* [Challenge]: Swap "in this picture" for "in this photo" everywhere in the listing below and change nothing else. Leave the pictures out of your copy.

Labeled-object pointing entries
──────────────────────────────

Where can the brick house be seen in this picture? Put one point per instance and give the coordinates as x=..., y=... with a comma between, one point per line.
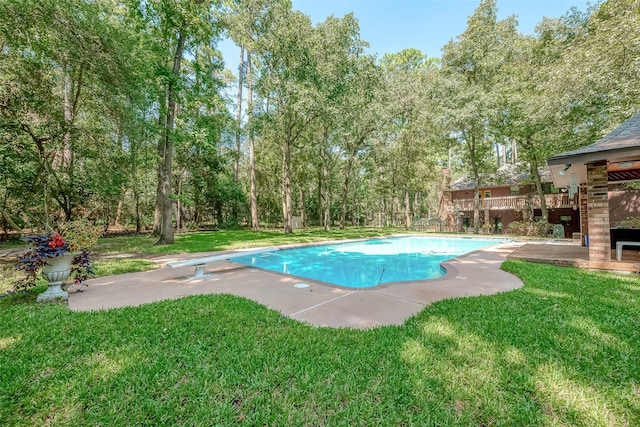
x=507, y=196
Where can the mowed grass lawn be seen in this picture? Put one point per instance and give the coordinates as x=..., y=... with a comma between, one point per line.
x=562, y=350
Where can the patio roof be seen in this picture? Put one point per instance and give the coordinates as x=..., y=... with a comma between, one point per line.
x=620, y=148
x=622, y=142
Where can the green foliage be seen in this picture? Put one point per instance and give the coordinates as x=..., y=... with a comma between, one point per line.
x=87, y=88
x=530, y=228
x=559, y=351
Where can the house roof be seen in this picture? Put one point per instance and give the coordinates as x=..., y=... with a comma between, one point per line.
x=506, y=175
x=622, y=142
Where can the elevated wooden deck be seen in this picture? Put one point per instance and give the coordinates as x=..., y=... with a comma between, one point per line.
x=573, y=255
x=553, y=201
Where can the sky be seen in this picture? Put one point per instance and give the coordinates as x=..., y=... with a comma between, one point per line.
x=390, y=26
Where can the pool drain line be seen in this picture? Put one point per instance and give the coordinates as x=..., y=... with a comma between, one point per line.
x=381, y=273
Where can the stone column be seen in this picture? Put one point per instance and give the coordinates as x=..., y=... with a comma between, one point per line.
x=598, y=212
x=584, y=218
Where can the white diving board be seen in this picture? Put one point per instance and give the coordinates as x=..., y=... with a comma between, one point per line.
x=200, y=263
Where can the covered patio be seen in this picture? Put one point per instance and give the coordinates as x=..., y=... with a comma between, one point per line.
x=590, y=173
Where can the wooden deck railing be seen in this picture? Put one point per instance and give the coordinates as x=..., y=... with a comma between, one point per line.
x=554, y=201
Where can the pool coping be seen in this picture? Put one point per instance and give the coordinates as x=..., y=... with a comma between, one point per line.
x=321, y=304
x=450, y=270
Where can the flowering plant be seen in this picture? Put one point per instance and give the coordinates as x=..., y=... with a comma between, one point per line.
x=78, y=237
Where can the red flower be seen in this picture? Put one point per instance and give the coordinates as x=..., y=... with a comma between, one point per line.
x=57, y=241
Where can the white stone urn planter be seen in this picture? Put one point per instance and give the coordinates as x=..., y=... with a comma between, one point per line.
x=57, y=269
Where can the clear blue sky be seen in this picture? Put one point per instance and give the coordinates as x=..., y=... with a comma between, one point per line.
x=390, y=26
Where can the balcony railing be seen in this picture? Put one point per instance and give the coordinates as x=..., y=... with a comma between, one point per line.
x=554, y=201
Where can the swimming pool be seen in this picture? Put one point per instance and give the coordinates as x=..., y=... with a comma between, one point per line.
x=369, y=263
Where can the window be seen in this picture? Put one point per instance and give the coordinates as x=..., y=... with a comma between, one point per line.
x=466, y=223
x=549, y=188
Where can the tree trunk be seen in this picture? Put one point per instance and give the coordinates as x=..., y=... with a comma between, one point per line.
x=407, y=210
x=236, y=164
x=166, y=235
x=345, y=194
x=252, y=154
x=476, y=178
x=286, y=188
x=120, y=207
x=301, y=208
x=162, y=120
x=326, y=190
x=543, y=201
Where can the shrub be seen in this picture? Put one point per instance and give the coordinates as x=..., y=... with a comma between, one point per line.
x=530, y=228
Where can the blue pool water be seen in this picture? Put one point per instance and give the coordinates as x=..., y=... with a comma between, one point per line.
x=368, y=263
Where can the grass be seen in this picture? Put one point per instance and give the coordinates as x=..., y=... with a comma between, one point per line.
x=562, y=350
x=118, y=255
x=208, y=241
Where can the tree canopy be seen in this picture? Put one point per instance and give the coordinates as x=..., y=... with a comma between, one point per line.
x=121, y=111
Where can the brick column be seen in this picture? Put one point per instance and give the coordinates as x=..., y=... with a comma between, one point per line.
x=598, y=212
x=584, y=219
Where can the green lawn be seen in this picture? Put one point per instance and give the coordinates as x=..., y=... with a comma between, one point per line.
x=563, y=350
x=235, y=239
x=117, y=255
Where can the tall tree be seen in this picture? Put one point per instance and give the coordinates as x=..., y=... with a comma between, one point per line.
x=470, y=68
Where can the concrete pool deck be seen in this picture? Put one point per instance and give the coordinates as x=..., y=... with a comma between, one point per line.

──────────────────────────────

* [Reply to the task]:
Where can the brick house be seen in this photo? Put one point per instance and give the coordinates as x=..., y=... with a comma between, one point per line.
x=507, y=196
Where can the mowed grass lawn be seen in this photo? Put one point per instance and give the coordinates as x=..., y=... with a comma between, one point per line.
x=562, y=350
Where can the patio roof be seen in this photo? Put one point per instance and give the coordinates as x=..., y=... with a comma between, one point per line.
x=620, y=148
x=622, y=142
Where can the green foliage be seen in this photo? Put one point per instance and give the coordinates as x=..., y=... with a comma between, one point per line.
x=87, y=88
x=530, y=228
x=559, y=351
Where can the house roof be seen in this photo? Put one point per instance and give the coordinates as x=..., y=... with a comma between, one point per line.
x=506, y=175
x=622, y=142
Where can the elevated wooden deck be seen in this photo? Put one point per instance and give the coordinates as x=..., y=... with a comma between, one point per line.
x=573, y=255
x=553, y=201
Where can the sky be seen in this photo? Put one point per instance and give the coordinates as x=..., y=... with a comma between, one point per line.
x=390, y=26
Where can the pool drain line be seen in this photo? Put one point per instance and give the coordinates as x=..., y=... with a comma between, one point per line.
x=381, y=273
Where can the stone column be seen in this photo? Put one point per instance and give the coordinates as x=..., y=... with a comma between, one point per line.
x=598, y=212
x=584, y=218
Where can the white diving board be seen in this photo? Put one point per instance and give the coordinates as x=..., y=... with a comma between, one point per line.
x=200, y=263
Where can the covered patio be seen in this photo? Put one point per instance and give the coordinates as x=..., y=... with a comma between, one point per line.
x=590, y=173
Where can the wooden deck railing be seen in this photo? Put one point per instance and give the coordinates as x=..., y=... with a comma between, one point per line.
x=554, y=201
Where can the pool coping be seen in this photo? Put one point per instance and give the coordinates as x=..., y=... with a comma between, one point per line.
x=321, y=304
x=450, y=270
Where can the flowering plant be seen in this photo? Put one point per instance and give the coordinates as x=..., y=... with a comma between, one point per line.
x=78, y=237
Where can the red flower be seen in this photo? Put one point per instance and give the coordinates as x=..., y=... with a comma between, one point per line.
x=57, y=241
Where can the white stone urn planter be seen in this photo? Put one point per instance and give the coordinates as x=..., y=... with a comma between, one point per line.
x=57, y=269
Where can the clear blue sky be seen in this photo? Put one point per instance and give the coordinates as x=..., y=... with a comma between, one point per line.
x=390, y=26
Where can the balcony railing be seen in this photo? Put one point per instance and give the coordinates as x=..., y=... with a comma between, one point per line.
x=554, y=201
Where can the swimming pool be seen in this photo? Put one point per instance and give the coordinates as x=..., y=... with a comma between, one point per line.
x=369, y=263
Where can the window be seen in this photo? Put one point per instance and give the coordinates as x=..., y=... with a comma between, one point per line.
x=466, y=223
x=549, y=188
Where can the tree trunk be seen in this photo? Put one point per instance and give the coordinates as x=..., y=... with a comma between, one point per line.
x=407, y=210
x=236, y=164
x=166, y=235
x=345, y=194
x=252, y=154
x=476, y=178
x=286, y=188
x=120, y=207
x=301, y=208
x=162, y=120
x=326, y=190
x=543, y=201
Where can the shrub be seen in this photo? Put one point per instance and give the coordinates as x=..., y=... with a comma between, one point per line.
x=530, y=228
Where can the blue pool water be seen in this photo? Put one point per instance and give the coordinates as x=..., y=... with a comma between, one point per line.
x=368, y=263
Where can the grass be seen in this photo? Put one point per instance and give the coordinates as x=..., y=... with a comma between, one point per line.
x=562, y=350
x=118, y=255
x=208, y=241
Where can the tree canopy be seen in this photo? Put one point per instance and give the coordinates as x=..., y=... with a comma between, one point per line.
x=121, y=111
Where can the brick column be seen in this photo? Put one point per instance and give the coordinates as x=..., y=... with a comma between, one point per line.
x=598, y=212
x=584, y=219
Where can the green lawn be seen in this photo? Put one point per instance and give the coordinates as x=..., y=... with a comma between, one point per line.
x=563, y=350
x=235, y=239
x=117, y=255
Where can the tall tree be seen in this photo? Put one point per instance and give the coordinates as x=..., y=... with a comma between, one point per line.
x=470, y=68
Where can the concrete pool deck be seen in this photo? Put one point per instance and give the coordinates as x=..., y=... with a comma between, one point per line.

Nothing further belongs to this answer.